◆ **Listed records**
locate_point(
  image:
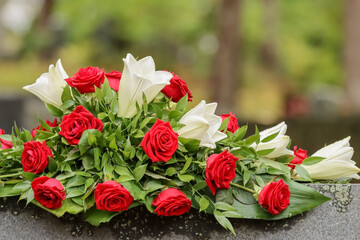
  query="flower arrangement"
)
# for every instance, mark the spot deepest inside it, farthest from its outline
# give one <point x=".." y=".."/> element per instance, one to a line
<point x="120" y="140"/>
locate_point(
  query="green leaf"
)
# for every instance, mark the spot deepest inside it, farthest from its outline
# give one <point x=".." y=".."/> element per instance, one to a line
<point x="73" y="156"/>
<point x="75" y="191"/>
<point x="145" y="122"/>
<point x="204" y="203"/>
<point x="153" y="185"/>
<point x="302" y="172"/>
<point x="302" y="198"/>
<point x="91" y="139"/>
<point x="8" y="191"/>
<point x="251" y="139"/>
<point x="99" y="94"/>
<point x="29" y="176"/>
<point x="68" y="104"/>
<point x="97" y="158"/>
<point x="182" y="104"/>
<point x="187" y="164"/>
<point x="67" y="206"/>
<point x="259" y="181"/>
<point x="312" y="160"/>
<point x="155" y="176"/>
<point x="6" y="137"/>
<point x="224" y="195"/>
<point x="185" y="178"/>
<point x="125" y="178"/>
<point x="224" y="221"/>
<point x="139" y="172"/>
<point x="243" y="196"/>
<point x="224" y="206"/>
<point x="265" y="152"/>
<point x="148" y="203"/>
<point x="102" y="115"/>
<point x="200" y="185"/>
<point x="65" y="175"/>
<point x="88" y="182"/>
<point x="135" y="189"/>
<point x="75" y="181"/>
<point x="54" y="110"/>
<point x="108" y="93"/>
<point x="22" y="186"/>
<point x="52" y="165"/>
<point x="170" y="171"/>
<point x="27" y="195"/>
<point x="95" y="217"/>
<point x="269" y="138"/>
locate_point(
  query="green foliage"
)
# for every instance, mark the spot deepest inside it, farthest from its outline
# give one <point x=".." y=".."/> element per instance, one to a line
<point x="116" y="154"/>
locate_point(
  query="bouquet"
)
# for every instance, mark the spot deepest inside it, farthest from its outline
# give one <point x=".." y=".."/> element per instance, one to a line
<point x="123" y="139"/>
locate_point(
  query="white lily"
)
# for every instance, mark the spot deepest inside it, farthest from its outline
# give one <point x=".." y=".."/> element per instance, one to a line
<point x="202" y="124"/>
<point x="138" y="78"/>
<point x="49" y="86"/>
<point x="279" y="143"/>
<point x="337" y="163"/>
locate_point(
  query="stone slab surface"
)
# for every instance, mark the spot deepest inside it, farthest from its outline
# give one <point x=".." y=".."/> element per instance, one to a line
<point x="336" y="219"/>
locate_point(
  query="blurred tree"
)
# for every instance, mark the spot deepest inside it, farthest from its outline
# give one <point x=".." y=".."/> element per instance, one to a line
<point x="352" y="53"/>
<point x="269" y="53"/>
<point x="224" y="72"/>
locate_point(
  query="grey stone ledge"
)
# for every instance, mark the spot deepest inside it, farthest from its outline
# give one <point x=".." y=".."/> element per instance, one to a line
<point x="336" y="219"/>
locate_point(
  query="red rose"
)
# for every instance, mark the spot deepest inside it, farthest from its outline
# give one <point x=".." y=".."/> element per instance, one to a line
<point x="232" y="124"/>
<point x="111" y="196"/>
<point x="220" y="170"/>
<point x="51" y="124"/>
<point x="74" y="124"/>
<point x="5" y="144"/>
<point x="114" y="79"/>
<point x="49" y="192"/>
<point x="35" y="156"/>
<point x="86" y="78"/>
<point x="177" y="89"/>
<point x="160" y="142"/>
<point x="274" y="197"/>
<point x="171" y="202"/>
<point x="299" y="156"/>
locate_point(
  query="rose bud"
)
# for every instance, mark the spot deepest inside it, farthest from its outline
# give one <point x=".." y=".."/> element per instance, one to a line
<point x="74" y="124"/>
<point x="299" y="156"/>
<point x="112" y="196"/>
<point x="232" y="124"/>
<point x="5" y="144"/>
<point x="49" y="192"/>
<point x="177" y="89"/>
<point x="171" y="202"/>
<point x="86" y="78"/>
<point x="220" y="170"/>
<point x="114" y="79"/>
<point x="35" y="156"/>
<point x="274" y="197"/>
<point x="161" y="142"/>
<point x="51" y="124"/>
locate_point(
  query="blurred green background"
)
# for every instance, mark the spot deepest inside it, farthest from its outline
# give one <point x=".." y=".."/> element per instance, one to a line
<point x="265" y="60"/>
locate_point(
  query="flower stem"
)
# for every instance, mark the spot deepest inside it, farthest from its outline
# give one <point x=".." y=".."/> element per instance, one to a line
<point x="11" y="175"/>
<point x="273" y="179"/>
<point x="243" y="188"/>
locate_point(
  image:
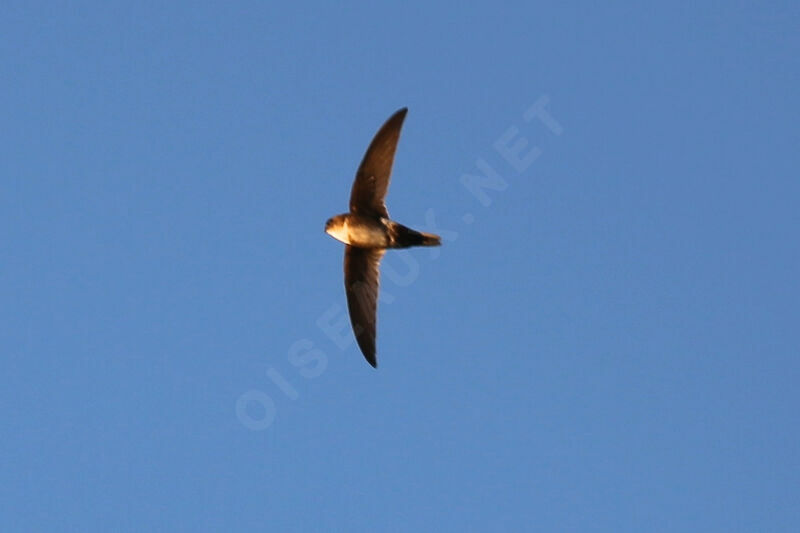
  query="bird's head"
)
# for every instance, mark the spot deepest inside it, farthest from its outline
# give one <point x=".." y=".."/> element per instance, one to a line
<point x="335" y="227"/>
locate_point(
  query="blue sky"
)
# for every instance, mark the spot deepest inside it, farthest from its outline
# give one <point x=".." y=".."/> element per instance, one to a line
<point x="611" y="344"/>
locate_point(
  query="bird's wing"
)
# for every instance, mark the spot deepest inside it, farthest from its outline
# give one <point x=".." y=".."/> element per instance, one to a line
<point x="372" y="178"/>
<point x="361" y="280"/>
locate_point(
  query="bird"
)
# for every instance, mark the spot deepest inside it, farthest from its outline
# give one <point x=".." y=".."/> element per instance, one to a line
<point x="367" y="232"/>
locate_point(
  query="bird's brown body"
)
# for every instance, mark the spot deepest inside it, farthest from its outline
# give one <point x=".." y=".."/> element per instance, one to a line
<point x="368" y="233"/>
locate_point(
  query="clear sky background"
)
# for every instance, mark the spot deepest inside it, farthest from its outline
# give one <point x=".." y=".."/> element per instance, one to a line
<point x="611" y="344"/>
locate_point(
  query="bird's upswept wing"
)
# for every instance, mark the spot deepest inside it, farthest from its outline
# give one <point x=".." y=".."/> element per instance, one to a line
<point x="361" y="280"/>
<point x="372" y="178"/>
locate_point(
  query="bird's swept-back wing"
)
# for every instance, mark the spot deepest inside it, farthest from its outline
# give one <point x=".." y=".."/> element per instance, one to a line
<point x="361" y="280"/>
<point x="372" y="178"/>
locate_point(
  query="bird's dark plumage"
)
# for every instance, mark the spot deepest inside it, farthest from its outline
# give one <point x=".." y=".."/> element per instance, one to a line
<point x="361" y="281"/>
<point x="372" y="178"/>
<point x="368" y="232"/>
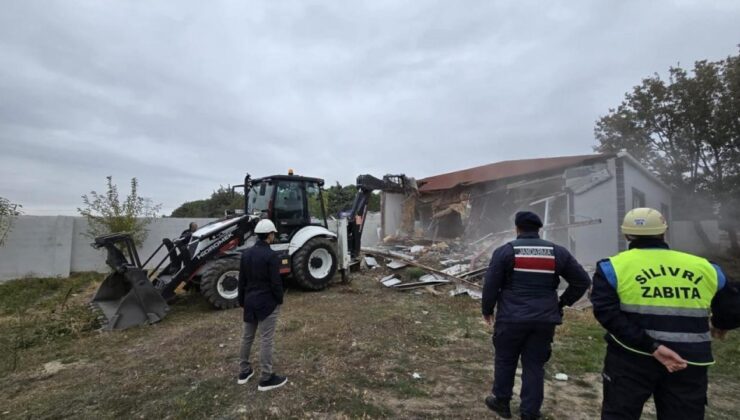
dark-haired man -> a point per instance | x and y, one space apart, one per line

◆ **Work task**
Extract the full listing exactly, with the pictures left out.

◆ **Completed task**
locate_point(
  image:
  query="flower arrangement"
)
# for every instance, mark the spot deepest inside it, farthest from its outline
# give one <point x=".." y=".."/> element per instance, one to a line
<point x="120" y="140"/>
locate_point(
  query="green leaf"
)
# for every instance, mark the spot deepest inside it, farthest from its outline
# give one <point x=".." y=".."/> element per instance, one to a line
<point x="73" y="156"/>
<point x="75" y="191"/>
<point x="145" y="122"/>
<point x="204" y="203"/>
<point x="153" y="185"/>
<point x="302" y="172"/>
<point x="302" y="198"/>
<point x="91" y="139"/>
<point x="8" y="191"/>
<point x="251" y="139"/>
<point x="99" y="94"/>
<point x="29" y="176"/>
<point x="68" y="104"/>
<point x="97" y="158"/>
<point x="182" y="104"/>
<point x="187" y="164"/>
<point x="67" y="206"/>
<point x="259" y="181"/>
<point x="312" y="160"/>
<point x="155" y="176"/>
<point x="6" y="137"/>
<point x="224" y="195"/>
<point x="185" y="178"/>
<point x="125" y="178"/>
<point x="224" y="221"/>
<point x="139" y="172"/>
<point x="243" y="196"/>
<point x="224" y="206"/>
<point x="265" y="152"/>
<point x="148" y="203"/>
<point x="102" y="115"/>
<point x="200" y="185"/>
<point x="65" y="175"/>
<point x="88" y="182"/>
<point x="135" y="189"/>
<point x="75" y="181"/>
<point x="54" y="110"/>
<point x="108" y="93"/>
<point x="22" y="186"/>
<point x="52" y="165"/>
<point x="170" y="171"/>
<point x="27" y="195"/>
<point x="95" y="217"/>
<point x="269" y="138"/>
locate_point(
  query="green foliage"
)
# for every instance, mark the spot deepest inside it, farthest from its outline
# give one <point x=".." y=".."/> element per instance, one to a line
<point x="116" y="154"/>
locate_point(
  query="bouquet"
)
# for every instance, mark the spot deepest inside it, farthest from its outline
# give one <point x=".." y=".."/> element per instance, one to a line
<point x="123" y="139"/>
locate_point(
  query="white lily"
)
# for every instance, mark the spot deepest inside it, farthest from its outline
# give one <point x=".." y=".."/> element per instance, one to a line
<point x="202" y="124"/>
<point x="138" y="78"/>
<point x="49" y="86"/>
<point x="279" y="143"/>
<point x="337" y="163"/>
locate_point(
  query="stone slab surface"
)
# for every instance, mark the spot deepest inside it, farthest from its outline
# give one <point x=".." y=".."/> element per instance, one to a line
<point x="336" y="219"/>
locate_point(
  query="blurred tree"
)
# for every instance, mark the spot deepest inside it, farthest from its outline
# give one <point x=".." y=".."/> element per instance, one to a line
<point x="352" y="53"/>
<point x="269" y="53"/>
<point x="224" y="72"/>
locate_point(
  query="grey stone ledge"
)
# for every instance, mark the spot deepest inside it, farthest from its outline
# give one <point x=".." y=".."/> element per instance, one to a line
<point x="336" y="219"/>
locate_point(
  query="red rose"
)
# for every instance, mark the spot deepest inside it, farthest from its outline
# give one <point x=".." y=".."/> element per instance, one to a line
<point x="232" y="124"/>
<point x="111" y="196"/>
<point x="220" y="170"/>
<point x="51" y="124"/>
<point x="74" y="124"/>
<point x="5" y="144"/>
<point x="114" y="79"/>
<point x="49" y="192"/>
<point x="35" y="156"/>
<point x="86" y="78"/>
<point x="177" y="89"/>
<point x="160" y="142"/>
<point x="274" y="197"/>
<point x="171" y="202"/>
<point x="299" y="156"/>
locate_point(
  query="rose bud"
)
# for every instance, mark the spot deepest inside it, farthest from its outline
# give one <point x=".." y=".."/> element per instance, one to a line
<point x="74" y="124"/>
<point x="299" y="156"/>
<point x="112" y="196"/>
<point x="232" y="124"/>
<point x="5" y="144"/>
<point x="49" y="192"/>
<point x="177" y="89"/>
<point x="171" y="202"/>
<point x="86" y="78"/>
<point x="220" y="170"/>
<point x="114" y="79"/>
<point x="35" y="156"/>
<point x="274" y="197"/>
<point x="161" y="142"/>
<point x="51" y="124"/>
locate_point(
  query="blurred green background"
)
# for every instance, mark the spot deepest inside it, farthest from its outline
# give one <point x=".." y=".."/> element per instance, one to a line
<point x="265" y="60"/>
locate_point(
  query="flower stem"
)
# for every instance, mark the spot deepest inside it, farthest from its outline
# give one <point x=".." y=".."/> element per instance, one to a line
<point x="11" y="175"/>
<point x="273" y="179"/>
<point x="243" y="188"/>
locate_point(
  image:
  query="bird's head"
)
# for every instance, mark the spot deepest inside it, farthest from its outline
# give one <point x=".." y=".."/> element per instance, one to a line
<point x="335" y="227"/>
locate_point(
  query="blue sky"
)
# for every instance, mark the spot deepest inside it, farthest from its outline
# give one <point x=".." y=".."/> element per instance, one to a line
<point x="611" y="344"/>
locate_point(
  query="bird's wing"
)
# for every instance, mark the spot deepest inside it, farthest from its outline
# give one <point x=".." y=".."/> element per instance, one to a line
<point x="372" y="178"/>
<point x="361" y="280"/>
locate_point(
  query="bird"
)
# for every instance, mark the spot deepest inside it, farthest from its outline
# give one <point x=".." y=".."/> element per instance, one to a line
<point x="367" y="232"/>
locate_point(
  query="bird's brown body"
)
# for every instance, mark the spot deepest inside it, farthest from its outline
# give one <point x=".." y=".."/> element per instance, one to a line
<point x="368" y="233"/>
locate_point(
  query="clear sky background"
)
# for every instance, mark the spot deepest inside it, farthest from its outline
# give one <point x=".." y=".."/> element per instance, one to a line
<point x="611" y="344"/>
locate_point(
  query="bird's upswept wing"
)
# for every instance, mark the spot deepest inside it, farthest from its outline
# give one <point x=".." y=".."/> element per instance, one to a line
<point x="361" y="280"/>
<point x="372" y="178"/>
locate_point(
  query="bird's swept-back wing"
)
# for every instance, mark the spot deepest inside it, farthest from its outline
# give one <point x=".." y=".."/> element per instance, one to a line
<point x="361" y="280"/>
<point x="372" y="178"/>
locate_point(
  query="bird's dark plumage"
)
# for every instance, mark the spot deepest inside it, farthest from its outline
# give one <point x=".." y=".."/> element per instance, one to a line
<point x="361" y="281"/>
<point x="372" y="178"/>
<point x="368" y="232"/>
dark-haired man -> a point per instance | x and y, one space apart, one per line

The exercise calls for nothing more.